=== MATERIAL FOR THE TASK ===

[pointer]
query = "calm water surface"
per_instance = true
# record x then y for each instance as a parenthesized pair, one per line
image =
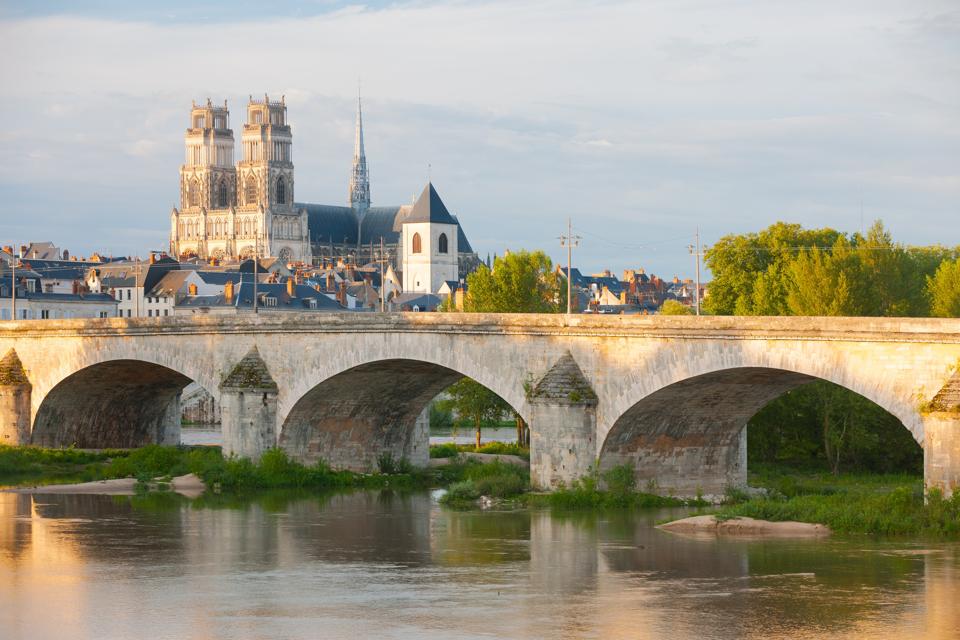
(384, 565)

===

WHAT YOU WILL DO: Repeat these lines with "calm" changed to "still" everywhere and nothing else altered. Leave out the pictures.

ANSWER TO THE TASK:
[pointer]
query = "still water surface"
per_instance = true
# record x then y for each instance as a parenthesized pair, one per line
image =
(384, 565)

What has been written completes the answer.